▶ _Exercise details_
Your answer must be an exact repeat of the lines from the one containing "of the metal" through the last line of the records, both included, with no pictures.

Provided records Block Start

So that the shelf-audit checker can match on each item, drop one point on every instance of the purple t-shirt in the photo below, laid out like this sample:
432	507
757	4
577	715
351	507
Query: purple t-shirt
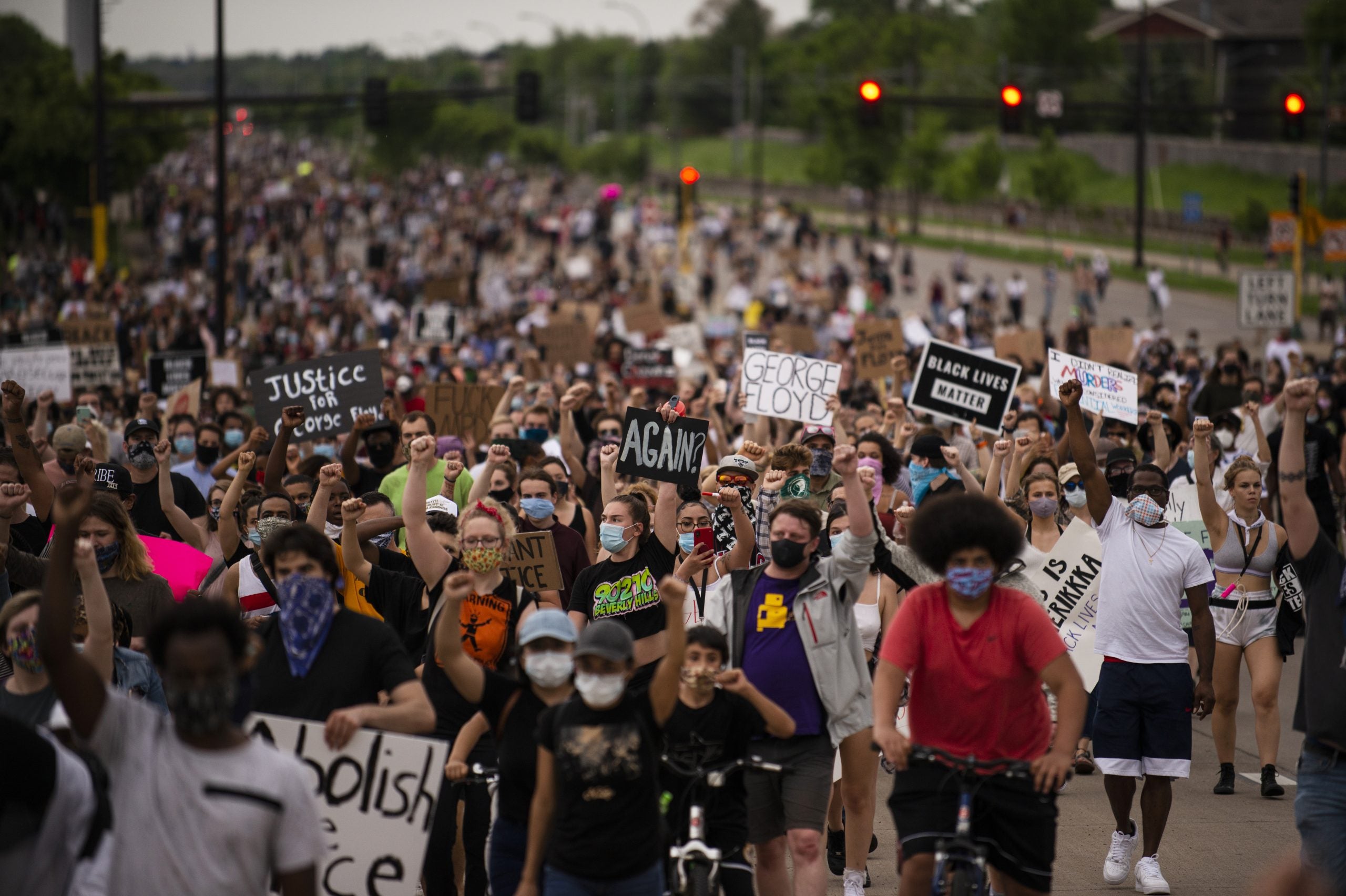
773	654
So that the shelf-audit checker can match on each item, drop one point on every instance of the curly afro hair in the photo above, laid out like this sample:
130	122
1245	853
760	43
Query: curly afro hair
953	523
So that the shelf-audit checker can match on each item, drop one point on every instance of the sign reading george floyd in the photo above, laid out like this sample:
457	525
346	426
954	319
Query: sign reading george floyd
661	451
376	800
789	386
963	385
333	392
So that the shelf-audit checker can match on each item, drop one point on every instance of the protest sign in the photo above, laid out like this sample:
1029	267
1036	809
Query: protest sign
649	368
660	451
38	368
171	370
789	386
1266	299
1068	589
876	343
376	800
462	408
434	323
1111	345
333	392
532	562
960	384
1107	391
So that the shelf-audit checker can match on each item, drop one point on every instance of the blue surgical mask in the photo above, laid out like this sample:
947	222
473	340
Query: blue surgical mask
537	507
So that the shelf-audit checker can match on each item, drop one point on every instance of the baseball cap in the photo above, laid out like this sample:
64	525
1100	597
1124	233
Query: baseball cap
112	478
547	623
607	639
140	423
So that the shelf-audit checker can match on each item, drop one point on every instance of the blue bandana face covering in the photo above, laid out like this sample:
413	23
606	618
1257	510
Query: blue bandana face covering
306	617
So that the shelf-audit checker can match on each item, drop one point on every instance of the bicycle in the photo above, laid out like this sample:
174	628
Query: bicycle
696	864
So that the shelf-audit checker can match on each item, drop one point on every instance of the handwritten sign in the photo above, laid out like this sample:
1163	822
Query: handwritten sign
661	451
462	408
789	386
333	391
376	798
1108	391
532	562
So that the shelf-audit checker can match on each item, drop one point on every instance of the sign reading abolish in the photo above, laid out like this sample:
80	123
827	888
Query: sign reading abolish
376	798
962	385
1107	391
333	391
789	386
660	451
1068	588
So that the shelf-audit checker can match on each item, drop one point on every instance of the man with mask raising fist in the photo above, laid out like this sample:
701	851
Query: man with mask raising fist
1145	692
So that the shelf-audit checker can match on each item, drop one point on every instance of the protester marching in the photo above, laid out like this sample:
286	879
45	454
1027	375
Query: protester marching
493	551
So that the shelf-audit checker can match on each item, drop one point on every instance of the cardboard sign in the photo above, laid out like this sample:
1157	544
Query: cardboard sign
960	384
1026	348
461	408
172	370
1266	299
376	800
1111	345
532	562
660	451
1108	391
876	343
1068	589
649	368
434	323
38	369
333	391
789	386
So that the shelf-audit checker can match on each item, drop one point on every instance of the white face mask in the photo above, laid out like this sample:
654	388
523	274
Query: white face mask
599	692
549	669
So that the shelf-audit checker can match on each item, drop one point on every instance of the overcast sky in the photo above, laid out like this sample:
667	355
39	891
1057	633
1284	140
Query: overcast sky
399	27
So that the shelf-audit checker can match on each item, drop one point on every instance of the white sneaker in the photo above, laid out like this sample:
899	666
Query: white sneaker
1118	864
1148	879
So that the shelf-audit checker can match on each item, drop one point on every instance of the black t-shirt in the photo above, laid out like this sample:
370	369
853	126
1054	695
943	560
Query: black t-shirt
1320	711
360	658
517	758
712	735
148	514
626	591
607	788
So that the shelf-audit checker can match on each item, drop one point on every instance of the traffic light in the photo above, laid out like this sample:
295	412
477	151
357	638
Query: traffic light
1294	116
1011	103
376	103
528	108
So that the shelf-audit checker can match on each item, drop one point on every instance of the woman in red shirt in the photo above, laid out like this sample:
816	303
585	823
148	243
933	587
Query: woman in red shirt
977	656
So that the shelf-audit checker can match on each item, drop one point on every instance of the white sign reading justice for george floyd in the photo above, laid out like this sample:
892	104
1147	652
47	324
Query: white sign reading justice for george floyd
789	386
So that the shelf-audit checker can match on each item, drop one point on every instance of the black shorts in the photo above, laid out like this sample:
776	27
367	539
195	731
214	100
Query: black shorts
1017	824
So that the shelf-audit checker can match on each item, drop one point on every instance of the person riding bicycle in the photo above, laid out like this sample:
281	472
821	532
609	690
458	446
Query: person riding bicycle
977	656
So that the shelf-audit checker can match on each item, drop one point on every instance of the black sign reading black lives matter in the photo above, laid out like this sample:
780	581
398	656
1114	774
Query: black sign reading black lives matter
333	392
960	384
660	451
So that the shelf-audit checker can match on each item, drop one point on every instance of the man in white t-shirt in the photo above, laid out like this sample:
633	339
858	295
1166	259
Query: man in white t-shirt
200	808
1145	692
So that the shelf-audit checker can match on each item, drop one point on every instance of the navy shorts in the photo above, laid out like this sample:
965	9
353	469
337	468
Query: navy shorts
1143	724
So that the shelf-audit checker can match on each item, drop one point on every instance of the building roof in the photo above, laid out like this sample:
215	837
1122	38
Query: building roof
1217	19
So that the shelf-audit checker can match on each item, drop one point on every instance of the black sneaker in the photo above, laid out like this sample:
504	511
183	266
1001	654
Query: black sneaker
837	852
1271	788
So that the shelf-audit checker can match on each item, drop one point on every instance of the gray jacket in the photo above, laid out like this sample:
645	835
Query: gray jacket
824	615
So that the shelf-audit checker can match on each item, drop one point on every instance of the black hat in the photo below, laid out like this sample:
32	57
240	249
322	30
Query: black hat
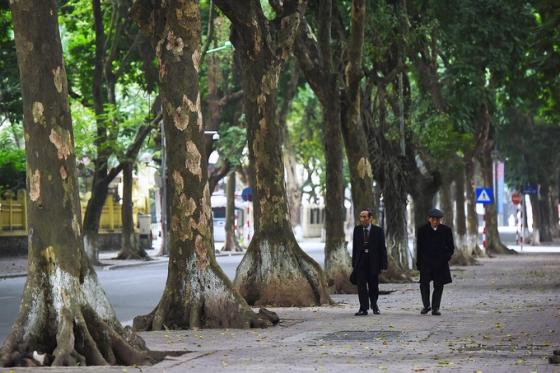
435	213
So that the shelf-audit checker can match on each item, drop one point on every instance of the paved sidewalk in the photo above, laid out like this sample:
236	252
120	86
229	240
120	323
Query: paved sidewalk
500	316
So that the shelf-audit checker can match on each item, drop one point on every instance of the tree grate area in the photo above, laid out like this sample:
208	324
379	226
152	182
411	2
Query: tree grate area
364	336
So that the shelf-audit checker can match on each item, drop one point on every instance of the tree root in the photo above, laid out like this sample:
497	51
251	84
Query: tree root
82	338
279	273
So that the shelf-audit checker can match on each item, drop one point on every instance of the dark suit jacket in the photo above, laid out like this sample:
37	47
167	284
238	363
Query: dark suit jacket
376	247
434	250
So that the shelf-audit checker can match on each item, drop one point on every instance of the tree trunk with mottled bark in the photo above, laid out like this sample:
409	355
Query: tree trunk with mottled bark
315	57
462	255
197	292
545	208
555	219
64	311
355	140
274	270
537	219
472	217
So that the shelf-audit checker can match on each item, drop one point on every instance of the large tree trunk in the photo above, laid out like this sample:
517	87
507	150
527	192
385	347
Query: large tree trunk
463	254
537	219
130	247
315	57
100	185
92	217
197	292
445	197
361	175
555	219
338	264
274	270
64	312
544	204
291	77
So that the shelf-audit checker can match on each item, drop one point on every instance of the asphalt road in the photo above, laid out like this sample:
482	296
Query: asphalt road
132	291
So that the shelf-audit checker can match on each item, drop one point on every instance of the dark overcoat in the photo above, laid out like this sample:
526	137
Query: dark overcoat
434	250
377	258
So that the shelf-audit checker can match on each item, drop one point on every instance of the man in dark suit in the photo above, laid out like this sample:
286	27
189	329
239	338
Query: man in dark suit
434	250
369	257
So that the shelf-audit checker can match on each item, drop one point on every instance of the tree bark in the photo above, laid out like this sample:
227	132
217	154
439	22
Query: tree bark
446	201
274	270
338	263
315	57
361	175
544	204
537	219
554	201
130	247
197	292
294	190
64	312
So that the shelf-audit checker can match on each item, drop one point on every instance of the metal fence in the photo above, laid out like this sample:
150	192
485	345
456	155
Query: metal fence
13	214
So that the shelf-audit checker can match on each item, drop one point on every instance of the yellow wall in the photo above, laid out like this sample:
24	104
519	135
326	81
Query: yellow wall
13	216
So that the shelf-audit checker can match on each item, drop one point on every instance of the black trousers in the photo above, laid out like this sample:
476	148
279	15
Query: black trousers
368	285
436	296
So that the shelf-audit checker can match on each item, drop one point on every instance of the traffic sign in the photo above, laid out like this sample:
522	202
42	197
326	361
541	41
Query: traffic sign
484	196
530	189
247	194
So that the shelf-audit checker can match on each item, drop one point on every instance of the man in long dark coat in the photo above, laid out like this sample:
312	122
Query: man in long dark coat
369	257
434	250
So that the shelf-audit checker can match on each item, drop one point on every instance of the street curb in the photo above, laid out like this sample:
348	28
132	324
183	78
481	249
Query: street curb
111	267
13	275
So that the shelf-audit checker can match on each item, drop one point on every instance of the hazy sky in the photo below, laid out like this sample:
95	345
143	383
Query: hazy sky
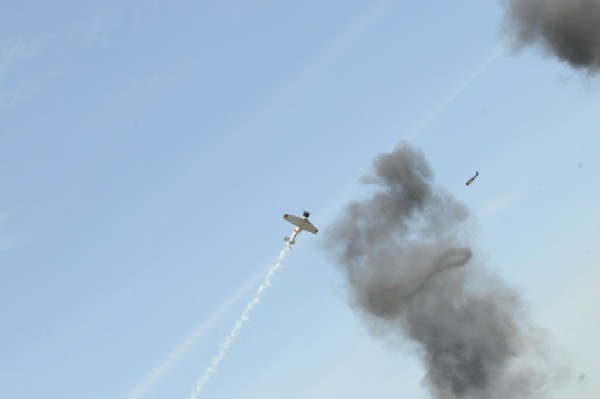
149	149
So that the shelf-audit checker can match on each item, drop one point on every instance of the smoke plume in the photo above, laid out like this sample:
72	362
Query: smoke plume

Provided records Block End

▶ _Response to this task_
So that the shelf-audit checker can match on each item, drop one point on every instance of the metal fence in the photo above, laid out like this sample:
150	192
485	345
456	155
Query: metal fence
13	214
So that the shelf-audit checker can match on each item, drop one point on every instance of the yellow wall in the photo above, laid out like this sample:
24	104
519	135
326	81
Query: yellow wall
13	216
So that the shelf-audit checker can match on each item, drop one point on every instance of the black trousers in the photo above, laid out like this sample:
476	148
279	15
Query: black trousers
368	285
436	296
So that the shelf-audit checker can match on each item, drop one point on every instance of the traffic sign in the photo above, laid out like this sample:
522	202
42	197
326	361
541	41
Query: traffic sign
484	196
530	189
247	194
So that the shelf-audit checker can match on each item, drop one point on every instance of the man in long dark coat in the photo above, laid out like this sample:
312	122
Query: man in long dark coat
369	257
434	250
So that the shelf-audit checker can match on each item, drop one point on every instance of the street curb in the photo above, laid out like this sample:
348	28
132	324
183	78
481	249
Query: street curb
111	267
13	275
So that the shelf-audit checker can match on each item, drop one point on every instance of the hazy sky in the photo below, laid out like this sample:
95	345
143	383
Query: hazy sky
149	149
So that the shelf-audit checker can match on each item, drop one point on every instance of the smoke plume in the photo above, laid out like this sample:
72	362
Query: smoke plume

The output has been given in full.